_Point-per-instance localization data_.

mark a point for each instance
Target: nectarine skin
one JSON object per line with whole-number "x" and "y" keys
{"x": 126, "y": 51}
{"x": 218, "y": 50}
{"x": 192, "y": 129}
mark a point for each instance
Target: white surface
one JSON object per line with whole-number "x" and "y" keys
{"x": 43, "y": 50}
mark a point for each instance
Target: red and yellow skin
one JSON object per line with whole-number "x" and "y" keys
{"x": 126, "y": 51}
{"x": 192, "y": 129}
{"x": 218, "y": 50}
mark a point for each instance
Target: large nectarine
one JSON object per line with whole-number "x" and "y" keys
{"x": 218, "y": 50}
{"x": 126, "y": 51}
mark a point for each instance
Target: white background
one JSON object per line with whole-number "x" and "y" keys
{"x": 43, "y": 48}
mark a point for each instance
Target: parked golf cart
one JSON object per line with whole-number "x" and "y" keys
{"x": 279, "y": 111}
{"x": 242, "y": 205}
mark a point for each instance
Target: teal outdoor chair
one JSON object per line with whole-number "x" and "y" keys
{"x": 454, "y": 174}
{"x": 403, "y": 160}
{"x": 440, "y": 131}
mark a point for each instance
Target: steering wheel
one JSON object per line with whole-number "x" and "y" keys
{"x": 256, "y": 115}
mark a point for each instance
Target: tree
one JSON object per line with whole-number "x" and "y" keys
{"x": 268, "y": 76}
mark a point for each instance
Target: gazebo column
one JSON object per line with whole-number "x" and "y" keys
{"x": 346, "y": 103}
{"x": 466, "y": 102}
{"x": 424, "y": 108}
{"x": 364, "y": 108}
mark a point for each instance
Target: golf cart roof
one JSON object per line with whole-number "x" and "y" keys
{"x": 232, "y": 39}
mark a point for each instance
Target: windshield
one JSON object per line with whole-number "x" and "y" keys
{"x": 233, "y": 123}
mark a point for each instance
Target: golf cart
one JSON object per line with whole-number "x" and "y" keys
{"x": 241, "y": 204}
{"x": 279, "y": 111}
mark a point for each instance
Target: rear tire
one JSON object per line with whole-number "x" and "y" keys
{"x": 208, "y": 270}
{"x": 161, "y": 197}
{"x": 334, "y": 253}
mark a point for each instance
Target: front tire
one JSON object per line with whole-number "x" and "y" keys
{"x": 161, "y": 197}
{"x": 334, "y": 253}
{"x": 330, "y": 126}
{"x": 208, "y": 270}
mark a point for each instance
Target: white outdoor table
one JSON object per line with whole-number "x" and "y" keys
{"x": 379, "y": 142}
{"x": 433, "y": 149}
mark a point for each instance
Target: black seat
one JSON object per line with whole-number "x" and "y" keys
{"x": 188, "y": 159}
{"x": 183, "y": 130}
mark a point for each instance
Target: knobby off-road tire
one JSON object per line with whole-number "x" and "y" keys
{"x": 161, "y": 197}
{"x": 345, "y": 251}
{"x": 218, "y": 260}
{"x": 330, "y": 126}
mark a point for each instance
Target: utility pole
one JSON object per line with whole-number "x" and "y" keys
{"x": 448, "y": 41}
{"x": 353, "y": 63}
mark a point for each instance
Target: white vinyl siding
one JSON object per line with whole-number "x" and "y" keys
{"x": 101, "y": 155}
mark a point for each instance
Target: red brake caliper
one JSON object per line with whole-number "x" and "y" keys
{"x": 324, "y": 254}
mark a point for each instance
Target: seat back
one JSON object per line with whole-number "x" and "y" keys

_WHAT YOU HAVE TO DO_. Above are some records. Print them all exactly.

_RESULT OF THIS TASK_.
mark a point for each instance
Target: nectarine skin
one JSON object per line with whole-number "x" and "y" keys
{"x": 126, "y": 51}
{"x": 218, "y": 50}
{"x": 192, "y": 129}
mark a point for each instance
Target: white surface
one JSON object per line with whole-number "x" and "y" keys
{"x": 43, "y": 50}
mark a point for each instance
Target: red and yellow skin
one JSON object per line with whole-number "x" and "y" keys
{"x": 126, "y": 51}
{"x": 192, "y": 129}
{"x": 218, "y": 50}
mark a point for each instance
Target: large nectarine
one JSON object per line with whole-number "x" and "y" keys
{"x": 218, "y": 50}
{"x": 126, "y": 51}
mark a point for each instance
Target: white background
one JSON object per line with whole-number "x" and "y" keys
{"x": 43, "y": 48}
mark a point for each instance
Target: parked golf cart
one JSON object per line with whole-number "x" and "y" keys
{"x": 279, "y": 111}
{"x": 242, "y": 205}
mark a point for each instance
Target: teal outdoor chair
one JSON object per line with whole-number "x" and "y" keys
{"x": 454, "y": 174}
{"x": 403, "y": 160}
{"x": 440, "y": 131}
mark a point for each instance
Target: steering wheel
one JSON object per line with whole-number "x" and "y" keys
{"x": 256, "y": 115}
mark a point for each instance
Target: tree
one JSON object per line with whole-number "x" and "y" keys
{"x": 268, "y": 76}
mark a point for each instance
Target: gazebo column
one JSON object per line with whole-number "x" and "y" keys
{"x": 346, "y": 103}
{"x": 466, "y": 102}
{"x": 424, "y": 108}
{"x": 364, "y": 108}
mark a point for each instance
Target: golf cart roof
one JSON object per line with whole-number "x" and "y" keys
{"x": 232, "y": 39}
mark a point for each instance
Target: windshield
one JSON object per line with whole-number "x" and "y" keys
{"x": 233, "y": 123}
mark a point for each instance
Target: golf cart
one JSON object per line with whole-number "x" and "y" keys
{"x": 241, "y": 204}
{"x": 279, "y": 111}
mark a point for each instance
Target: rear tire
one JSON object per line with whole-number "x" and "y" keys
{"x": 208, "y": 270}
{"x": 161, "y": 197}
{"x": 334, "y": 253}
mark a point for each instance
Target: front tire
one JSON object per line with whole-number "x" and "y" keys
{"x": 161, "y": 197}
{"x": 334, "y": 253}
{"x": 330, "y": 126}
{"x": 208, "y": 270}
mark a point for each instance
Target: white outdoor table
one JSON object per line with whole-number "x" and "y" keys
{"x": 379, "y": 142}
{"x": 433, "y": 149}
mark a point for each instance
Target: black seat
one JSON object per line with whole-number "x" and "y" keys
{"x": 188, "y": 159}
{"x": 183, "y": 130}
mark a point for each instance
Target: knobby off-road tire
one JSON object per line with whole-number "x" and "y" keys
{"x": 161, "y": 197}
{"x": 345, "y": 251}
{"x": 218, "y": 260}
{"x": 330, "y": 126}
mark a point for each instance
Target: utility pole
one JSON object per line with whole-number "x" and "y" keys
{"x": 448, "y": 41}
{"x": 353, "y": 63}
mark a point for each instance
Target: white vinyl siding
one JSON object per line with whole-number "x" and "y" keys
{"x": 101, "y": 155}
mark a point for each instance
Target: red brake caliper
one JSON object per line with whole-number "x" and "y" keys
{"x": 324, "y": 254}
mark a point for each instance
Target: seat back
one JSON object per line with whole-number "x" and "y" keys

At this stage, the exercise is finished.